* **EXCERPT**
######
Wiki Loves Bangla

  • Winning Photos from the Wiki Loves Bangla 2024

    Winners of Wikimedia’s international photo contest Wiki Loves Bangla 2024 (or Banglar Preme Wiki 2024) have been announced. Organized by Bangla WikiMoitree as part of the Bangla Culture and Heritage Collation Program, a collaborative effort between Wikimedia Bangladesh and West Bengal Wikimedians User Group, this month-long competition was held from 15 January to 14 February 2024. The main goal of this contest was to capture and enrich the cultural tapestry and heritage of Bengal through the art of photography. The first edition aims to encourage people to capture photos highlighting the global diversity of Bengali cuisine and put them under a free license, which can then be re-used not only in Wikipedia but everywhere by everyone. In 2024, the contest attracted significant participation with over 2,100 images of Bengali food and culture from 212 participants, reflecting the enthusiastic engagement with the initiative. This competition has substantially enriched Wikimedia Commons with a wealth of Bengali food photos, which will greatly enhance the illustration of Wikipedia articles in the future.

    This year, we had three people on the jury team: food expert, professional photographers and Wikimedians, who helped us choose the best photos.

    After a review by the organizing team and the round of jury evaluation, we have the top 10 best images for the finalist. The 1st place recipient will be awarded a prize valued at BDT 35 thousand, while the 2nd and 3rd place winners will receive BDT 25 thousand and BDT 15 thousand respectively. Furthermore, all top 10 winners, along with the participants who uploaded the highest number of photos, will be presented with certificates and souvenirs.
######
* **DATA LINES**
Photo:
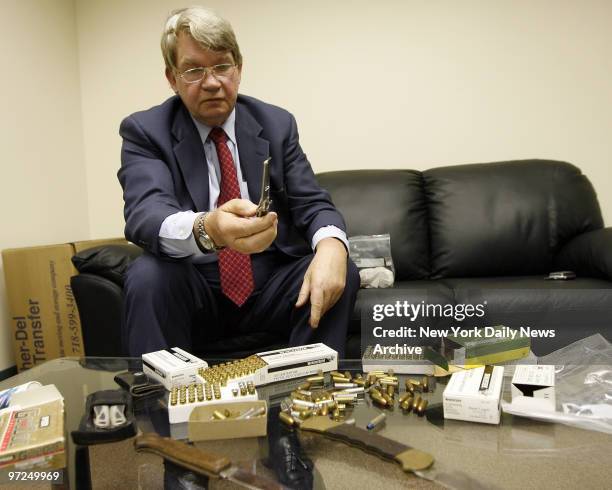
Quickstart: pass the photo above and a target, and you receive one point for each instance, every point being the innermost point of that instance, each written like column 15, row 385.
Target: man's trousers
column 170, row 303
######
* **BRIEF**
Reproduce the passage from the Wiki Loves Bangla text above, starting with "After a review" and going on through "certificates and souvenirs.", word for word.

* **WRITTEN RESPONSE**
After a review by the organizing team and the round of jury evaluation, we have the top 10 best images for the finalist. The 1st place recipient will be awarded a prize valued at BDT 35 thousand, while the 2nd and 3rd place winners will receive BDT 25 thousand and BDT 15 thousand respectively. Furthermore, all top 10 winners, along with the participants who uploaded the highest number of photos, will be presented with certificates and souvenirs.